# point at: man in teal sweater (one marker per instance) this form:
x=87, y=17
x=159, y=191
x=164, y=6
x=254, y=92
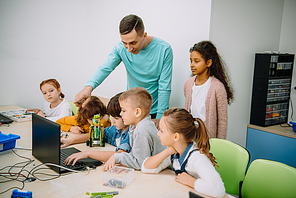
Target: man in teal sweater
x=148, y=61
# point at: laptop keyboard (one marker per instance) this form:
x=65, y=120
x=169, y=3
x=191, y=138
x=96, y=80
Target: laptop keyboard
x=77, y=165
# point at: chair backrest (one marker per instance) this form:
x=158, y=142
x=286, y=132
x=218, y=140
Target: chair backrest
x=73, y=108
x=232, y=160
x=266, y=178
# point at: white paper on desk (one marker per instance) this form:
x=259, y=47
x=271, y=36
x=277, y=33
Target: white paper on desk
x=174, y=194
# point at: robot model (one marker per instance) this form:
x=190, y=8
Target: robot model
x=96, y=133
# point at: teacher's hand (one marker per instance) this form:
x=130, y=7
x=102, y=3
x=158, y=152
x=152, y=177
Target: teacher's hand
x=83, y=96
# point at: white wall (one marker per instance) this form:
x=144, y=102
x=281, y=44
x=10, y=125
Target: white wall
x=288, y=44
x=240, y=29
x=69, y=39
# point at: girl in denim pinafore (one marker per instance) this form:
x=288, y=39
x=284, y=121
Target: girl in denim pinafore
x=188, y=151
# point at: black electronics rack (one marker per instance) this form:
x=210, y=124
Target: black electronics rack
x=271, y=88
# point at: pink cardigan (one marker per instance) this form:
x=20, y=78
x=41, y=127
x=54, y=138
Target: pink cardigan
x=216, y=107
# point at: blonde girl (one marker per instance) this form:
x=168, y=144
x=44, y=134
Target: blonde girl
x=188, y=151
x=55, y=106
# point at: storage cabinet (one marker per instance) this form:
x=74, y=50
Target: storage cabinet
x=271, y=88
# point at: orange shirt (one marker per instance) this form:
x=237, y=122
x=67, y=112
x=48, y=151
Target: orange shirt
x=68, y=121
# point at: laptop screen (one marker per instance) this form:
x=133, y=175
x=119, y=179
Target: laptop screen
x=46, y=141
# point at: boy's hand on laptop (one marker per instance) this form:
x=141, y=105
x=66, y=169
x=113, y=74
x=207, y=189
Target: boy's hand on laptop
x=75, y=157
x=109, y=164
x=76, y=129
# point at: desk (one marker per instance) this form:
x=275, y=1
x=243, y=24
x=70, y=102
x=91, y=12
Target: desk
x=144, y=185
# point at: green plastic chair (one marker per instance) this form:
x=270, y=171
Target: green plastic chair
x=232, y=160
x=266, y=178
x=73, y=108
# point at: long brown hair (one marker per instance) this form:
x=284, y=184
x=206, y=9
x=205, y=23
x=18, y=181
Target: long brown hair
x=93, y=107
x=218, y=69
x=181, y=121
x=54, y=83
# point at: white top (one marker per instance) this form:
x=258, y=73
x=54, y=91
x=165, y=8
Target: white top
x=62, y=110
x=198, y=101
x=200, y=167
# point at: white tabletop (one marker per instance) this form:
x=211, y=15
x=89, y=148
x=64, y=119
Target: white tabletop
x=143, y=185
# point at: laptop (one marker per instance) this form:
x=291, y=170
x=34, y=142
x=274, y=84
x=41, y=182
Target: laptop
x=46, y=146
x=4, y=119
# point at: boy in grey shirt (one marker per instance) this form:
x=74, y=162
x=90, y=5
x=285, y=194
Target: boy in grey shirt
━━━━━━
> GIVEN REQUEST
Omit the pictures. Output every record above word for word.

> FINISHED TASK
# point at: man in teal sweater (one marker per instance) this form:
x=87, y=17
x=159, y=191
x=164, y=6
x=254, y=92
Target: man in teal sweater
x=148, y=61
# point at: laptop keyboard (one marker per instance) this form:
x=65, y=120
x=169, y=3
x=191, y=138
x=96, y=80
Target: laptop keyboard
x=77, y=165
# point at: chair backrest (one marker per instance) this form:
x=158, y=142
x=286, y=132
x=218, y=140
Target: chair backrest
x=73, y=108
x=232, y=160
x=266, y=178
# point at: white paper on desk (one marker per instance) this form:
x=259, y=47
x=271, y=36
x=277, y=33
Target: white paper on desk
x=174, y=194
# point at: robot model (one marker per instance) this form:
x=190, y=8
Target: robot model
x=96, y=133
# point at: teacher's hand (one marker per instance) this form:
x=130, y=7
x=102, y=3
x=158, y=152
x=152, y=177
Target: teacher's hand
x=83, y=96
# point at: white wall (one marker per instance) this form:
x=144, y=102
x=281, y=44
x=10, y=125
Target: white wall
x=288, y=44
x=240, y=29
x=69, y=39
# point at: girl in denim pinafore (one marker per instance) this form:
x=288, y=39
x=284, y=121
Target: girl in denim pinafore
x=188, y=151
# point at: black electronics rack (one marker per instance) this form:
x=210, y=124
Target: black electronics rack
x=271, y=88
# point at: pink cardigan (one marker per instance) this form:
x=20, y=78
x=41, y=127
x=54, y=138
Target: pink cardigan
x=216, y=107
# point at: blonde girl (one marker per instance) this form:
x=168, y=144
x=44, y=134
Target: blonde girl
x=188, y=151
x=55, y=106
# point at: storage cabinet (one marker per instance) this form:
x=74, y=50
Target: storage cabinet
x=271, y=88
# point at: orange shirt (one marker per instance) this form:
x=237, y=122
x=67, y=112
x=48, y=151
Target: orange shirt
x=68, y=121
# point at: laptop screen (one marker per instance) this form:
x=133, y=175
x=119, y=179
Target: laptop screen
x=46, y=141
# point at: boy's hand on laptop (one marker per instance) this form:
x=141, y=105
x=66, y=169
x=113, y=74
x=207, y=189
Target: boy's hand on laptop
x=75, y=157
x=109, y=164
x=76, y=129
# point at: desk (one marker per instance) this form:
x=275, y=1
x=243, y=24
x=70, y=102
x=91, y=12
Target: desk
x=144, y=185
# point at: green plastic chair (one marker per instance) this form:
x=270, y=171
Target: green plastic chair
x=232, y=160
x=266, y=178
x=73, y=108
# point at: long brown hair (one marker per instance) this form:
x=284, y=184
x=206, y=9
x=205, y=23
x=18, y=181
Target: long brown hair
x=93, y=107
x=218, y=69
x=181, y=121
x=54, y=83
# point at: white top (one marker per instance) this form:
x=258, y=73
x=54, y=91
x=165, y=8
Target: white top
x=62, y=110
x=198, y=101
x=200, y=167
# point at: white tabletop (one marker per instance) this form:
x=211, y=15
x=89, y=148
x=64, y=119
Target: white tabletop
x=143, y=185
# point at: laptop (one marker per instance) this form:
x=291, y=170
x=34, y=142
x=274, y=84
x=41, y=182
Target: laptop
x=46, y=146
x=4, y=119
# point at: boy in grey shirt (one marker per instance) this form:
x=74, y=162
x=90, y=5
x=285, y=194
Target: boy in grey shirt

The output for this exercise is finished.